[Lustre-discuss] lustre startup sequence Re: OSTs not activating following MGS/MDS move

2013-03-07 Thread Alex Kulyavtsev
Hi Colin.
This is not what the manual says.

Shall it be corrected then? Or, add description for startup sequence in 
different situations (first start, restart).

The manual (or online information) does not describe graceful shutdown sequence 
for separate MGS/MDT configuration, it will be nice to add that too.

Alex.

E.g.

http://wiki.lustre.org/manual/LustreManual20_HTML/LustreOperations.html#50438194_24122
and similar

http://build.whamcloud.com/job/lustre-manual/lastSuccessfulBuild/artifact/lustre_manual.xhtml#dbdoclet.50438194_24122
 13.2  Starting Lustre
 
 The startup order of Lustre components depends on whether you have a combined 
 MGS/MDT or these components are separate.
 
 If you have a combined MGS/MDT, the recommended startup order is OSTs, then 
 the MGS/MDT, and then clients.
 
 If the MGS and MDT are separate, the recommended startup order is: MGS, then 
 OSTs, then the MDT, and then clients.



On Mar 7, 2013, at 9:51 AM, Colin Faber wrote:

 Hi Christopher,
 
 In general this can happen when your initial remount of the various 
 services is in the wrong order.
 
 Such as MGS - OST - MDT - Client. or MGS - MDT - Clients - OST, etc.
 
 During initial mount and registration it's critical that your mount be 
 in the correct order:
 
 MGS - MDT - OST(s) - Client(s)
 
 CATALOG corruption, or out of order sequence is more rare on active file 
 system, but is possible. The simple fix here as described below is to 
 just truncate it and all should be well again.
 
 -cf
 
 ailing list
 Lustre-discuss@lists.lustre.org
 http://lists.lustre.org/mailman/listinfo/lustre-discuss

___
Lustre-discuss mailing list
Lustre-discuss@lists.lustre.org
http://lists.lustre.org/mailman/listinfo/lustre-discuss


[Lustre-discuss] Document Database Re: [wc-discuss] Seeking contributors for Lustre User Manual

2012-11-14 Thread Alex Kulyavtsev

On Nov 13, 2012, at 3:26 PM, Ned Bass wrote:

 On Tue, Nov 13, 2012 at 11:48:35AM -0800, Nathan Rutman wrote:
 Would it be easier to move the manual back to a Wiki?  The low hassle
 factor of wikis has always been a draw for contribution.  The openSFS
 site is up and running with MediaWiki now (wiki.opensfs.org).

------------------------------------------------------------------------

▶ **Problem a**: Turn the entry lines between the line holding "spot the overcast sky." and the line holding "(1182, 213)", inclusive, into a Markdown table with columns named Row and Entry line, skipping any blank lines.

------------------------------------------------------------------------

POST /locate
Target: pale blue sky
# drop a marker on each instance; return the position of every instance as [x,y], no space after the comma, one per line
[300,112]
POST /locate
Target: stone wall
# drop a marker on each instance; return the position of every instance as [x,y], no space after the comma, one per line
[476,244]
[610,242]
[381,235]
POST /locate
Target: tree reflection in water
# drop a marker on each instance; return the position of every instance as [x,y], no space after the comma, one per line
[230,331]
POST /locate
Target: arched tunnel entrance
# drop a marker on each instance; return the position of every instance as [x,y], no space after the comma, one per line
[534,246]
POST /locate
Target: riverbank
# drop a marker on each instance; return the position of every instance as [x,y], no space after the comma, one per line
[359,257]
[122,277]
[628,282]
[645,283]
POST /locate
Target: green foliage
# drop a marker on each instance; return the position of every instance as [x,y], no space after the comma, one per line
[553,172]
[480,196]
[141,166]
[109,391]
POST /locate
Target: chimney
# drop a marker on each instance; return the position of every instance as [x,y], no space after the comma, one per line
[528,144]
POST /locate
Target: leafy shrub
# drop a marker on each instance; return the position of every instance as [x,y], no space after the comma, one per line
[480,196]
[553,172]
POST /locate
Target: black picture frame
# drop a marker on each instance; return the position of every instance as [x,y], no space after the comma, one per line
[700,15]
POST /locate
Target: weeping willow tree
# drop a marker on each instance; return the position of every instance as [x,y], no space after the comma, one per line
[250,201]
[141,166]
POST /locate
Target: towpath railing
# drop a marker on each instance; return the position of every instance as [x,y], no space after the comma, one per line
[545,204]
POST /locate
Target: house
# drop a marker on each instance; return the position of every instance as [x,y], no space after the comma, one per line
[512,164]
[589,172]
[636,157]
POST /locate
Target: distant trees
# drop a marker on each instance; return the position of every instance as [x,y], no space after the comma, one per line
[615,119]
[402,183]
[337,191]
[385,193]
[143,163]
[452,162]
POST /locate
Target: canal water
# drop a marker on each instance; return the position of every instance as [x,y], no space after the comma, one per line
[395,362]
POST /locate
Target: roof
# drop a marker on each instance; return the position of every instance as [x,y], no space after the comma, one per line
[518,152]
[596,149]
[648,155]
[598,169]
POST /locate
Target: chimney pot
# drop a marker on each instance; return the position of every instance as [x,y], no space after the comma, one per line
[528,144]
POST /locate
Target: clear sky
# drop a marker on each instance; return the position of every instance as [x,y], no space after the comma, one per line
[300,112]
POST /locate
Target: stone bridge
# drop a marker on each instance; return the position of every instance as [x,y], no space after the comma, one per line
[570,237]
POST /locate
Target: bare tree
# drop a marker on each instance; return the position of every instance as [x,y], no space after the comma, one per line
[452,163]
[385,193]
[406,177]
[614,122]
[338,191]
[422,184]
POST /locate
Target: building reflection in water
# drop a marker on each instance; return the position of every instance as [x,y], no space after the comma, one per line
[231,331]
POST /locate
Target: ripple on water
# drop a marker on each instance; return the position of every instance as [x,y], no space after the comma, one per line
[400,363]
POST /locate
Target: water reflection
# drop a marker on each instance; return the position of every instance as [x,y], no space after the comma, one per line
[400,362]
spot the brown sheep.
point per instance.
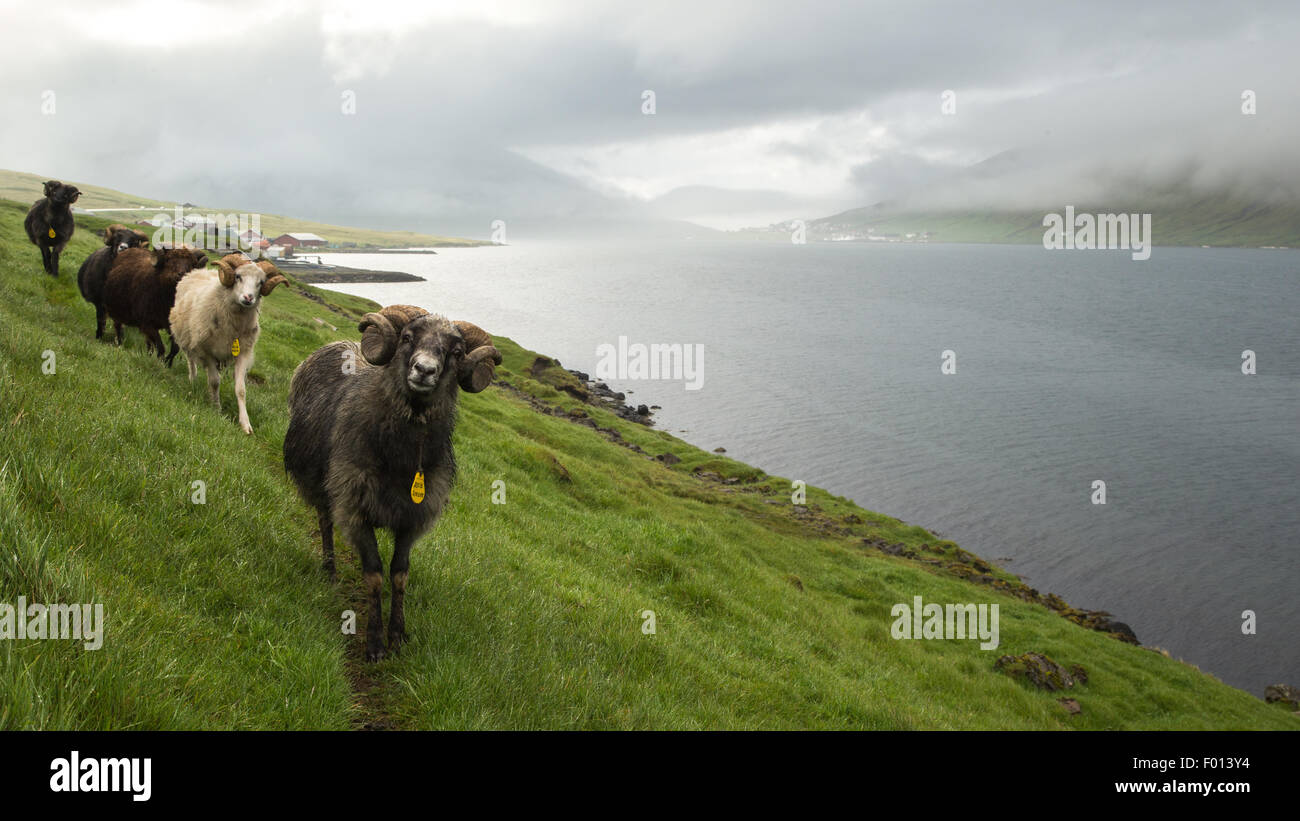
(141, 289)
(94, 270)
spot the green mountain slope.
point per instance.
(27, 187)
(523, 615)
(1178, 218)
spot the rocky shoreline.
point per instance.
(339, 274)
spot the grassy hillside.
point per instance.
(521, 615)
(27, 187)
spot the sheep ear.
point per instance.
(378, 339)
(481, 359)
(225, 273)
(267, 287)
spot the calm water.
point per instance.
(822, 363)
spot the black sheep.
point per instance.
(141, 289)
(365, 421)
(94, 270)
(50, 222)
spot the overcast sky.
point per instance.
(532, 113)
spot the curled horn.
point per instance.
(481, 359)
(226, 266)
(380, 331)
(273, 277)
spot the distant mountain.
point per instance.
(1182, 213)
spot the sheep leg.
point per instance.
(152, 338)
(326, 525)
(176, 348)
(213, 383)
(372, 568)
(242, 364)
(398, 570)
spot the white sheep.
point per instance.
(215, 320)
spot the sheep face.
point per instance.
(246, 281)
(429, 353)
(61, 194)
(178, 261)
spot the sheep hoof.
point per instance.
(397, 639)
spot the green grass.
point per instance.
(26, 187)
(523, 615)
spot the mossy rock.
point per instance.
(1041, 672)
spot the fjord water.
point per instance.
(822, 363)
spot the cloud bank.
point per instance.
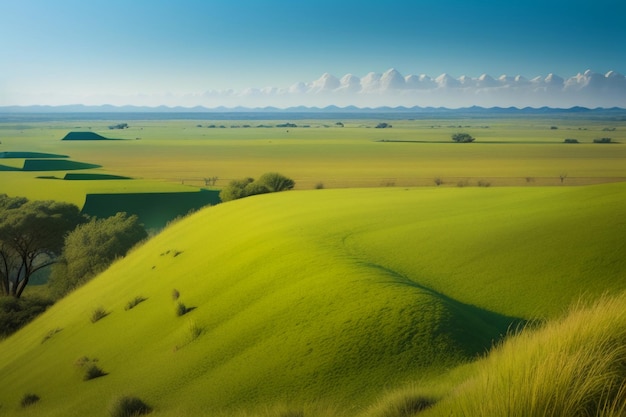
(391, 88)
(588, 89)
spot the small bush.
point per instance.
(602, 140)
(128, 407)
(17, 312)
(98, 314)
(93, 371)
(29, 399)
(181, 309)
(50, 334)
(133, 303)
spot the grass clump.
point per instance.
(405, 402)
(128, 406)
(92, 370)
(98, 314)
(29, 399)
(574, 366)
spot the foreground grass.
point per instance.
(572, 366)
(301, 299)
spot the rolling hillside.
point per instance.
(326, 295)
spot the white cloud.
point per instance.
(391, 88)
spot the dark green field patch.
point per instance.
(8, 168)
(55, 165)
(85, 136)
(27, 155)
(93, 177)
(154, 210)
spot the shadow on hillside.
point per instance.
(27, 155)
(470, 324)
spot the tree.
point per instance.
(276, 182)
(270, 182)
(235, 189)
(92, 247)
(463, 138)
(31, 238)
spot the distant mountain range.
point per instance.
(80, 108)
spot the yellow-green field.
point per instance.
(175, 155)
(338, 298)
(380, 295)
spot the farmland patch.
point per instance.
(85, 136)
(55, 165)
(93, 177)
(154, 210)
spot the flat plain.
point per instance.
(174, 155)
(368, 291)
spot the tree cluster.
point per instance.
(91, 248)
(463, 138)
(268, 183)
(31, 238)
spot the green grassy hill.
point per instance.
(331, 296)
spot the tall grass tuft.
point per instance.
(405, 402)
(574, 366)
(29, 399)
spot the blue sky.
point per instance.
(67, 51)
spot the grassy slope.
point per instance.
(333, 294)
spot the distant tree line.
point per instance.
(463, 138)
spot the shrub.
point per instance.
(133, 303)
(17, 312)
(181, 309)
(128, 406)
(97, 314)
(50, 334)
(268, 183)
(29, 399)
(93, 371)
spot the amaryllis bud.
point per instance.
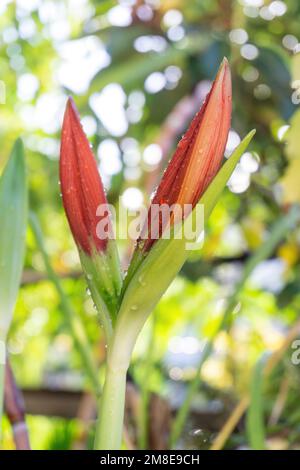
(81, 185)
(197, 158)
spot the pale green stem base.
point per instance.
(111, 411)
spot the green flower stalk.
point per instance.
(194, 176)
(13, 221)
(84, 198)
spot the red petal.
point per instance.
(81, 185)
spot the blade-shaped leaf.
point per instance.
(13, 219)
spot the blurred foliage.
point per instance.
(128, 64)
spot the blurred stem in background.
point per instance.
(277, 233)
(73, 320)
(272, 361)
(2, 378)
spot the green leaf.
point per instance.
(13, 220)
(255, 419)
(149, 277)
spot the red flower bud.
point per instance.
(81, 185)
(198, 156)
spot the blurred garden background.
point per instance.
(138, 71)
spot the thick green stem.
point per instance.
(112, 402)
(111, 411)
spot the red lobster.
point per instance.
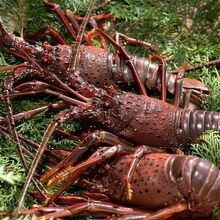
(97, 66)
(137, 118)
(174, 185)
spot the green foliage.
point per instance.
(208, 147)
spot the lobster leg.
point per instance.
(32, 112)
(90, 140)
(43, 32)
(41, 87)
(179, 85)
(59, 118)
(162, 69)
(67, 135)
(97, 157)
(140, 151)
(6, 133)
(84, 207)
(161, 214)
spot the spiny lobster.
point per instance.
(104, 106)
(185, 187)
(96, 65)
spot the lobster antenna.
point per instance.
(76, 47)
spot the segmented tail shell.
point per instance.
(198, 180)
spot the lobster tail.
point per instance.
(199, 181)
(193, 123)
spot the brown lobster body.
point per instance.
(159, 180)
(145, 120)
(141, 119)
(96, 65)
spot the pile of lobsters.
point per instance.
(123, 166)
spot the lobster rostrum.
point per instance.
(98, 66)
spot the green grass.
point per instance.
(163, 23)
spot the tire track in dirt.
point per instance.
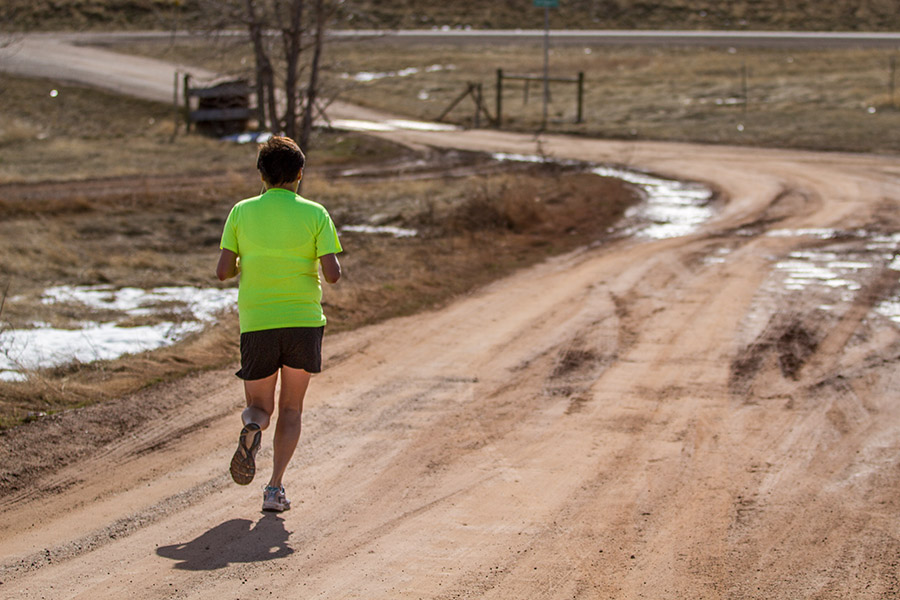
(495, 447)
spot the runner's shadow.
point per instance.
(235, 541)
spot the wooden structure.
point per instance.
(222, 108)
(473, 90)
(578, 81)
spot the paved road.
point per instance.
(709, 416)
(68, 56)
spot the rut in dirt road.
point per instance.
(702, 416)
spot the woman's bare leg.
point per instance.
(294, 383)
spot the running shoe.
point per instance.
(243, 463)
(275, 500)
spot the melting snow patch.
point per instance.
(45, 346)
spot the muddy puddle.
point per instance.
(131, 320)
(831, 273)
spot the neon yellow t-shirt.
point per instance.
(279, 237)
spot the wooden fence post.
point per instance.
(187, 103)
(499, 98)
(579, 117)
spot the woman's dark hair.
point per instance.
(280, 160)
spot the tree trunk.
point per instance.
(265, 75)
(292, 36)
(312, 88)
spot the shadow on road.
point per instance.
(234, 541)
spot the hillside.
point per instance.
(799, 15)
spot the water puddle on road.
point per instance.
(831, 274)
(671, 209)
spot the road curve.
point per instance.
(694, 417)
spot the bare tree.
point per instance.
(287, 38)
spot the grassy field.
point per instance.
(808, 15)
(122, 205)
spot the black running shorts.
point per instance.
(264, 352)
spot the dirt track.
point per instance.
(657, 419)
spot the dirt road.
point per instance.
(709, 416)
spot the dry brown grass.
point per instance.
(834, 99)
(164, 231)
(572, 14)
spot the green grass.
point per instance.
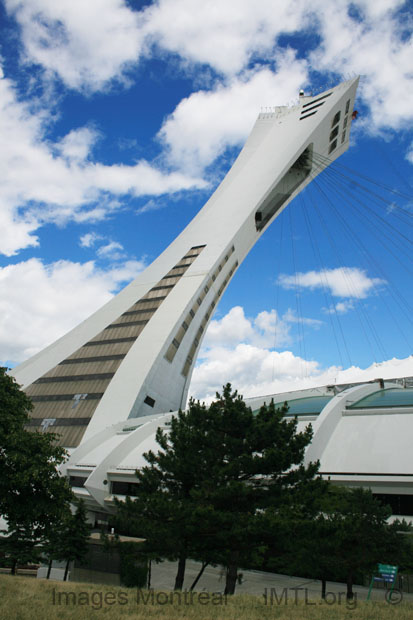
(24, 598)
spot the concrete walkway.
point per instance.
(271, 586)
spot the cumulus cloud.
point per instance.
(86, 44)
(44, 182)
(224, 35)
(254, 371)
(242, 351)
(88, 240)
(207, 122)
(41, 302)
(112, 250)
(350, 282)
(89, 44)
(375, 40)
(267, 329)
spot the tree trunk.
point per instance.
(350, 594)
(199, 575)
(179, 580)
(232, 572)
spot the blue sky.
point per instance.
(118, 119)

------------------------------------------------------------------------

▶ **Problem b**: Reproduce the passage of the Lustre thread between "In general this" and "- OST, etc.", inclusive, word for word.

▶ **Correct result a**:
| Row | Entry line |
|---|---|
| 1 | spot the overcast sky. |
| 2 | point per instance. |
| 3 | (532, 113) |
| 4 | spot the curled horn. |
| 5 | point per instance. |
| 6 | (481, 359) |
| 7 | (226, 266) |
| 8 | (380, 331) |
| 9 | (273, 277) |
| 10 | spot the distant mountain. |
| 11 | point per instance. |
| 12 | (1182, 213) |

▶ **Correct result b**:
In general this can happen when your initial remount of the various 
 services is in the wrong order.
 
 Such as MGS - OST - MDT - Client. or MGS - MDT - Clients - OST, etc.